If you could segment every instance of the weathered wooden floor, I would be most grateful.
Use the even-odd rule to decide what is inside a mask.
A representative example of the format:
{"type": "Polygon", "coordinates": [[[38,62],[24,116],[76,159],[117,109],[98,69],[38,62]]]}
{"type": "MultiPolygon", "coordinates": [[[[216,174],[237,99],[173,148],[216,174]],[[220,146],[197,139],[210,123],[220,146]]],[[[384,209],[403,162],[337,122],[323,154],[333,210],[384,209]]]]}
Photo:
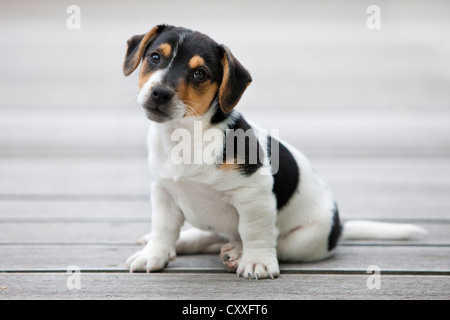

┄┄┄┄┄┄┄┄┄┄┄┄┄┄┄┄┄┄┄┄

#### [TASK DIRECTIONS]
In the copy, include no pictures; otherwise transcribe the entries exactly.

#### [OUTPUT FOR THIS TASK]
If you could segment every instance of the weathered wooden floor, I would be most grateful.
Use the even-odd rule to decide what is inside a mask.
A representative example of the format:
{"type": "Polygon", "coordinates": [[[38,62],[24,116],[76,159],[117,109],[98,69],[38,62]]]}
{"type": "MultiPolygon", "coordinates": [[[[216,174],[237,99],[173,148],[216,174]],[[220,146],[197,139],[210,123],[220,146]]],[[[384,209],[403,162],[337,122],[323,154],[333,210],[384,209]]]]}
Photo:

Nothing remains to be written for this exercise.